_TASK INPUTS_
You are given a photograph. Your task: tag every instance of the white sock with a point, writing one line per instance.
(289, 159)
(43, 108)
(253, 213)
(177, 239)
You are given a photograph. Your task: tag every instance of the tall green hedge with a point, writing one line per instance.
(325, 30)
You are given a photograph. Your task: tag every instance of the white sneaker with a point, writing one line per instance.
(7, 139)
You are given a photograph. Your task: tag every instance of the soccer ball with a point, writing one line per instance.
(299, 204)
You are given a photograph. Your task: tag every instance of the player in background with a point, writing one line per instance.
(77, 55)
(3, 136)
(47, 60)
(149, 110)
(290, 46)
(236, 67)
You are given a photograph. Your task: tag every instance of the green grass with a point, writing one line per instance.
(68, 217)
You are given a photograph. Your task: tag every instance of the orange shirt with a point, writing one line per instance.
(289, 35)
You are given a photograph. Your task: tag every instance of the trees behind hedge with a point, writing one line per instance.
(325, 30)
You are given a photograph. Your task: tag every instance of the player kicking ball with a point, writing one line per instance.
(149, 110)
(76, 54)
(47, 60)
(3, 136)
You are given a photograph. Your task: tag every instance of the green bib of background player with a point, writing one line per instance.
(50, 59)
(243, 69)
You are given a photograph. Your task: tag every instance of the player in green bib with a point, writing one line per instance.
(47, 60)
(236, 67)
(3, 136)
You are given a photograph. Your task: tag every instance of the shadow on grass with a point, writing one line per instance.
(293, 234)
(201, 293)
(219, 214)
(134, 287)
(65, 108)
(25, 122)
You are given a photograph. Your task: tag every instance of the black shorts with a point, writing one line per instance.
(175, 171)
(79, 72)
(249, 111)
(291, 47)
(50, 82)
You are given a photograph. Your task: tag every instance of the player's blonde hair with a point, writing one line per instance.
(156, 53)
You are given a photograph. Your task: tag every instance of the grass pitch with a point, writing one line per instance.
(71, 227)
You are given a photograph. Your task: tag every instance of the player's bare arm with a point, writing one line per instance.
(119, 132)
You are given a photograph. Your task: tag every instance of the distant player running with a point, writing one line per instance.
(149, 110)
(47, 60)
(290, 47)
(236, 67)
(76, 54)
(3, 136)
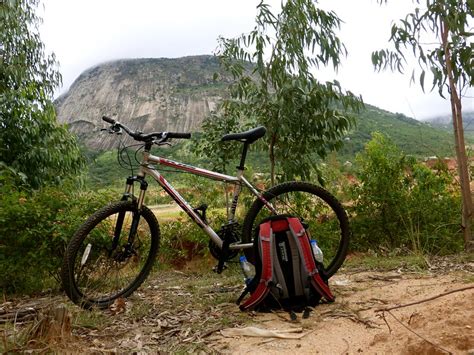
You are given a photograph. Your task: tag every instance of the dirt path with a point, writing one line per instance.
(186, 311)
(352, 325)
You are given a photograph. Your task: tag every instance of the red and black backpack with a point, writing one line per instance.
(287, 276)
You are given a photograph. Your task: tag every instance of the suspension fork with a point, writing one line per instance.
(136, 214)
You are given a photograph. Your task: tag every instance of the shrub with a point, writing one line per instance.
(399, 204)
(34, 229)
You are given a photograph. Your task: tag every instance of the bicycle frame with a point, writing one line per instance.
(147, 168)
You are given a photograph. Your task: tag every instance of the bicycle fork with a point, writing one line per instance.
(128, 248)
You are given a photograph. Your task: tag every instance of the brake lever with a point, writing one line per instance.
(158, 142)
(113, 130)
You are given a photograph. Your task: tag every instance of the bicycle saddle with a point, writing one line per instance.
(249, 136)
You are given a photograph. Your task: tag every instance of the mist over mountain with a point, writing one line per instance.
(162, 94)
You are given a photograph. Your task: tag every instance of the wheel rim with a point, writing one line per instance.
(102, 273)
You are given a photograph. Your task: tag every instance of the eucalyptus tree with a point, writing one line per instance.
(279, 88)
(439, 35)
(32, 144)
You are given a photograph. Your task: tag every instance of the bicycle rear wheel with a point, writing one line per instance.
(327, 220)
(110, 255)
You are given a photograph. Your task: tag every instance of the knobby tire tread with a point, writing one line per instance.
(83, 231)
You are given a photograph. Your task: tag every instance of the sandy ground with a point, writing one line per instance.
(354, 324)
(185, 311)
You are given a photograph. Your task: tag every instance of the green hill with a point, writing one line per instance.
(413, 137)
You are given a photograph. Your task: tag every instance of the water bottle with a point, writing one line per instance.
(246, 269)
(317, 252)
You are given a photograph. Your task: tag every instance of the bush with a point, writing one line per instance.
(34, 230)
(400, 204)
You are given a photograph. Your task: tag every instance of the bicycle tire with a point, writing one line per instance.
(94, 274)
(327, 219)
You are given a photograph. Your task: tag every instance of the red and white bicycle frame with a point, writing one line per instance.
(147, 168)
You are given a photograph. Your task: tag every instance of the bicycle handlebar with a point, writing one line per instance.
(148, 137)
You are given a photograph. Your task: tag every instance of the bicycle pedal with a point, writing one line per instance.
(201, 211)
(218, 270)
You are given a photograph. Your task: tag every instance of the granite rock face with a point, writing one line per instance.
(156, 94)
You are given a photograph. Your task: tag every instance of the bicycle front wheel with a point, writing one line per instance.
(327, 220)
(110, 255)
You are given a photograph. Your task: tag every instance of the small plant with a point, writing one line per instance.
(34, 229)
(401, 204)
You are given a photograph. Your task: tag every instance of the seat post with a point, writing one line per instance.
(244, 155)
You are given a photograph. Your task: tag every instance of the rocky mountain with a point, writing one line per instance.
(158, 94)
(177, 94)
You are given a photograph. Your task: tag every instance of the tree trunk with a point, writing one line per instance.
(272, 158)
(463, 166)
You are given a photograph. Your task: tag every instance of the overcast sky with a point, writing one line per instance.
(87, 32)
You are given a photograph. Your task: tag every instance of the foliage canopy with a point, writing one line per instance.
(279, 89)
(33, 147)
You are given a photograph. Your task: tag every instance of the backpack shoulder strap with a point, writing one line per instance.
(299, 233)
(263, 287)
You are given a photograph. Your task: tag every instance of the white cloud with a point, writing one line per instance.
(85, 33)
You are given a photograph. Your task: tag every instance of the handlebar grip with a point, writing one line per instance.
(108, 120)
(178, 135)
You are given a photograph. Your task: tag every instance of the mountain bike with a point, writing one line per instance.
(113, 252)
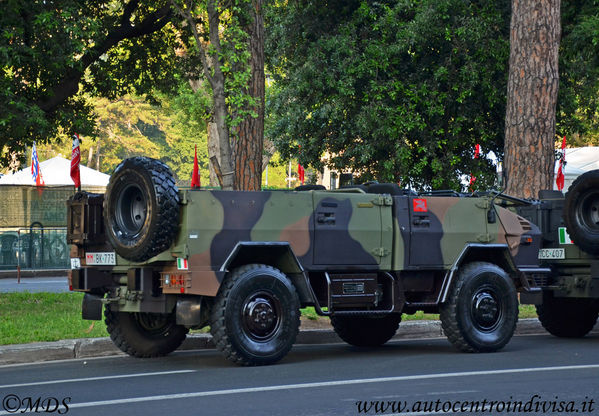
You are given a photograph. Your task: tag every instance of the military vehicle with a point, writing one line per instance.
(568, 303)
(163, 261)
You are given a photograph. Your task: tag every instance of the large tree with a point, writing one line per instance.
(227, 39)
(532, 96)
(393, 90)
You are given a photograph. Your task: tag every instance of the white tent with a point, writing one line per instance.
(57, 171)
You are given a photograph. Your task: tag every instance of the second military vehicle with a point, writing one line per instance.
(568, 303)
(162, 261)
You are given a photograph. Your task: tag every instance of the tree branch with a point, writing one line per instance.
(69, 86)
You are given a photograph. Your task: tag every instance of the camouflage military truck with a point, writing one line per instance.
(568, 303)
(163, 261)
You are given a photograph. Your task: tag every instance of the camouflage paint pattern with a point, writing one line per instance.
(328, 231)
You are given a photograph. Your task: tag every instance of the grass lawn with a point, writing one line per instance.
(34, 317)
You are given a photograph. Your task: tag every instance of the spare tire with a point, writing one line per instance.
(581, 212)
(141, 208)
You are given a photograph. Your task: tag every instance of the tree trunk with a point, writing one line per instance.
(217, 81)
(532, 96)
(213, 151)
(250, 133)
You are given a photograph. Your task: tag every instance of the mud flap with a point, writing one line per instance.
(91, 308)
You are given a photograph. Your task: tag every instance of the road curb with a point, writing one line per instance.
(100, 347)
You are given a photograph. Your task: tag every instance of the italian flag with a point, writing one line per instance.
(182, 264)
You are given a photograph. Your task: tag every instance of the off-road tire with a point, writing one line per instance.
(482, 310)
(567, 317)
(144, 335)
(255, 317)
(581, 212)
(141, 208)
(366, 331)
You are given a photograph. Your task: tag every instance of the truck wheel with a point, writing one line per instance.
(255, 316)
(581, 212)
(567, 317)
(366, 331)
(482, 310)
(144, 334)
(141, 208)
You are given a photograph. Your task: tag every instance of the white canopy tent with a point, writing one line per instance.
(57, 171)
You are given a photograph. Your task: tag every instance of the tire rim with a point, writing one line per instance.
(486, 311)
(262, 316)
(588, 211)
(153, 324)
(131, 210)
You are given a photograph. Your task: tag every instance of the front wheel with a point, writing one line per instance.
(482, 310)
(255, 316)
(144, 334)
(567, 317)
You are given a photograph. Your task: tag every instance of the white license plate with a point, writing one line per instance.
(552, 253)
(101, 259)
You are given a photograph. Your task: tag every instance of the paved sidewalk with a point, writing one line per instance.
(97, 347)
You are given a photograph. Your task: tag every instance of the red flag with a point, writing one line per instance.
(75, 160)
(560, 178)
(36, 170)
(195, 175)
(300, 173)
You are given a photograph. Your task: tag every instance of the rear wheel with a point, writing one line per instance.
(567, 317)
(144, 334)
(581, 212)
(482, 310)
(366, 331)
(255, 316)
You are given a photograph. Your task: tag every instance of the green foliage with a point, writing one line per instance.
(578, 102)
(49, 50)
(396, 90)
(129, 127)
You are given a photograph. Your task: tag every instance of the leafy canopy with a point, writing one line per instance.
(393, 90)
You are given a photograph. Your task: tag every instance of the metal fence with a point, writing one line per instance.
(34, 248)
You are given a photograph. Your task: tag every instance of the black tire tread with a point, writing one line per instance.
(449, 314)
(121, 338)
(217, 317)
(362, 331)
(166, 224)
(588, 242)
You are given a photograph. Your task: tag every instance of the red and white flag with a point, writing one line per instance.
(36, 170)
(476, 156)
(195, 175)
(560, 178)
(301, 173)
(75, 160)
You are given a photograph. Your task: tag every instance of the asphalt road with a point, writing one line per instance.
(315, 380)
(34, 284)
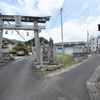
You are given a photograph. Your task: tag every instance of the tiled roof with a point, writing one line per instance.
(70, 43)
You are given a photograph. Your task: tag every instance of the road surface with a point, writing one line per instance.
(19, 81)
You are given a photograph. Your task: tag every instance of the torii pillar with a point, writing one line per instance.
(1, 32)
(37, 41)
(18, 26)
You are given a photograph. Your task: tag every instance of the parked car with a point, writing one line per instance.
(20, 53)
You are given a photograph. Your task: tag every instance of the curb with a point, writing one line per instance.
(91, 85)
(52, 74)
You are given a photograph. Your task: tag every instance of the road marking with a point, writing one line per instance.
(20, 59)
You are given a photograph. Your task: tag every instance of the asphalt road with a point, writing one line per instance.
(19, 81)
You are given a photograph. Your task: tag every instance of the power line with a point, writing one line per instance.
(15, 30)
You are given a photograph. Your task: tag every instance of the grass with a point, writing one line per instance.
(68, 59)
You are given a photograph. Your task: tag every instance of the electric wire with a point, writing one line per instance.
(17, 31)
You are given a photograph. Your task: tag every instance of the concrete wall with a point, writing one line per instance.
(78, 48)
(58, 49)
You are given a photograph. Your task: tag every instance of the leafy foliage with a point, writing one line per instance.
(32, 41)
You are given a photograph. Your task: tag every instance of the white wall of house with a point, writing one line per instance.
(69, 50)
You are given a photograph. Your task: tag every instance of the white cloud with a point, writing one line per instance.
(84, 6)
(49, 6)
(74, 31)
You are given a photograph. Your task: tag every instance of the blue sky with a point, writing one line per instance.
(78, 17)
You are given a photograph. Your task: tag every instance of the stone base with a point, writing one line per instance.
(48, 67)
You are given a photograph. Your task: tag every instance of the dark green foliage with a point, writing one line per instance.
(12, 52)
(32, 41)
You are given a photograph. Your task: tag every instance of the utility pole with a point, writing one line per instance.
(87, 41)
(62, 37)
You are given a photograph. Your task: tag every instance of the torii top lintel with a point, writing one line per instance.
(25, 18)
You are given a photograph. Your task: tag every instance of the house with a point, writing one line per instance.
(71, 47)
(7, 45)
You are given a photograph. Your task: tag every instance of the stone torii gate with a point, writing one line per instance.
(18, 26)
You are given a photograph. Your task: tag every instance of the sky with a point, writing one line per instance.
(78, 16)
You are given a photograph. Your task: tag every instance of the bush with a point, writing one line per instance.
(12, 52)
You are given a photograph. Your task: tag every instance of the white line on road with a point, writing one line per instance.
(20, 59)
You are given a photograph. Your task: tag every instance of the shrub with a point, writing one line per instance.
(12, 52)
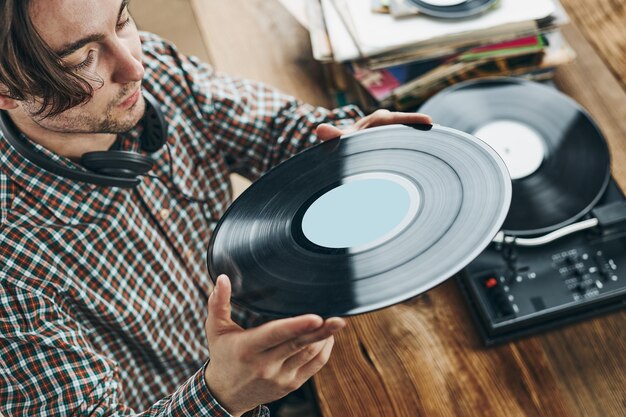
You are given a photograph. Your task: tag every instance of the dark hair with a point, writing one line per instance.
(30, 69)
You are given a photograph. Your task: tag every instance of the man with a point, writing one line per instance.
(103, 289)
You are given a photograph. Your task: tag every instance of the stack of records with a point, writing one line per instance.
(397, 53)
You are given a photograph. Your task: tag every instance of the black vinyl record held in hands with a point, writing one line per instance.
(558, 159)
(361, 222)
(452, 9)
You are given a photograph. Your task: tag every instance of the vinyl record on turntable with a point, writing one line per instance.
(362, 222)
(452, 9)
(558, 159)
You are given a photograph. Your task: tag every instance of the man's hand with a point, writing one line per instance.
(260, 365)
(378, 118)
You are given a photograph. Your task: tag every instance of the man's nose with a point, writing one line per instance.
(127, 67)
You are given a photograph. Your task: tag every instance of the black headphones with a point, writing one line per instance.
(110, 168)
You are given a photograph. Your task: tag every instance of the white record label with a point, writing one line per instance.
(520, 146)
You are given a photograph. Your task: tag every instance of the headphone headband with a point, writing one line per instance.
(106, 168)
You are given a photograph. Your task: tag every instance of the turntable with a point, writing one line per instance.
(561, 253)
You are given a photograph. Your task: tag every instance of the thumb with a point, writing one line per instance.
(219, 320)
(326, 132)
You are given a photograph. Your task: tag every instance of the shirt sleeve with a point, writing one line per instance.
(48, 367)
(257, 127)
(253, 125)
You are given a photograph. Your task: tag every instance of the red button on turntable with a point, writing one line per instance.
(491, 282)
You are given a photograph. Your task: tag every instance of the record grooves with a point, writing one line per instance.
(574, 169)
(399, 210)
(453, 10)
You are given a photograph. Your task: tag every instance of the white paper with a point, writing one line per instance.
(377, 33)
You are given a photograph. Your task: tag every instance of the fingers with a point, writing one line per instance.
(385, 117)
(306, 354)
(326, 132)
(380, 117)
(314, 365)
(297, 344)
(219, 319)
(274, 333)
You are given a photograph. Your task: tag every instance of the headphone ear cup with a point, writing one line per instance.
(154, 125)
(117, 163)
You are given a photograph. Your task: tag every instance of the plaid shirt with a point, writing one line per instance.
(103, 291)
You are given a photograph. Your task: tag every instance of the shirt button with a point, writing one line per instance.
(164, 214)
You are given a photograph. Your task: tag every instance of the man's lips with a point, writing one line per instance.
(132, 99)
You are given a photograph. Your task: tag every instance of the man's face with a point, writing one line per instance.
(99, 41)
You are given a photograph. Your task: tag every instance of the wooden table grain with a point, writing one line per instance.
(424, 357)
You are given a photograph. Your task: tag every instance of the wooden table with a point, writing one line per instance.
(423, 357)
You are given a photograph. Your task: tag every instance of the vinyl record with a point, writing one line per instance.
(558, 159)
(452, 9)
(362, 222)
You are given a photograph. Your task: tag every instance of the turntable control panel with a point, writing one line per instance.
(518, 291)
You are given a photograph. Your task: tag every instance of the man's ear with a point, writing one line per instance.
(6, 102)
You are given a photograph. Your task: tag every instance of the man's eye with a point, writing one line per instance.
(86, 63)
(123, 24)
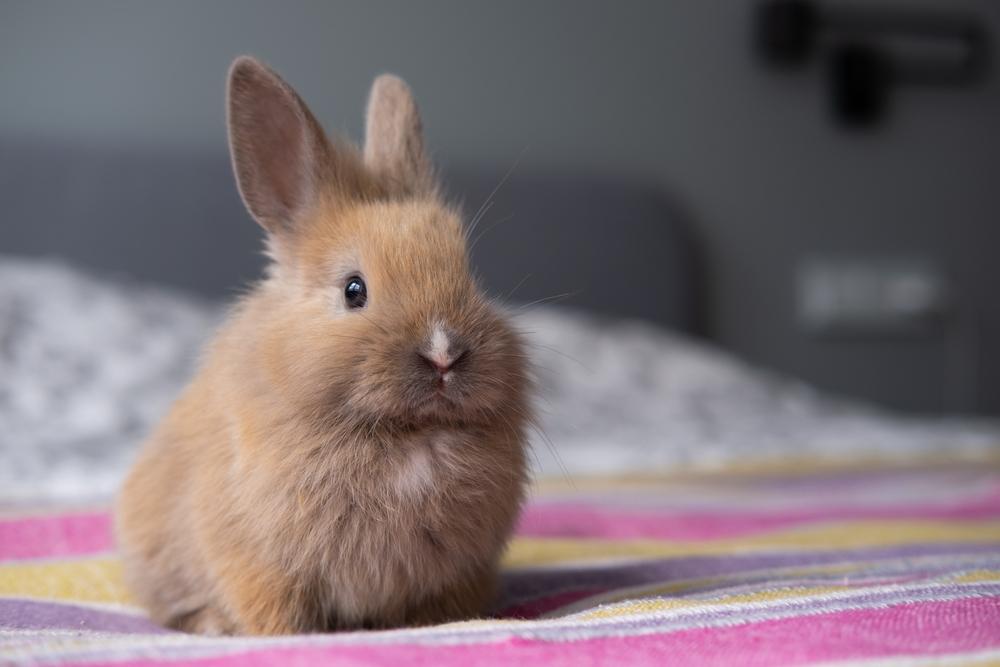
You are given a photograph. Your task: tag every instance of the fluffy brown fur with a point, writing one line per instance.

_REQUIRED TASK_
Quote the material exactly, from the line containing "the man's eye" through the end of the material, both ends included, and leave out any pictures.

_RESULT OF THE EXERCISE_
You are given a photograph. Your task: tag every instance of the man's eye with a point, writing one line per instance.
(86, 63)
(123, 24)
You are given a photograph. Your task: tag every instance of the fluffy brown fur with a point, writing one line per instance.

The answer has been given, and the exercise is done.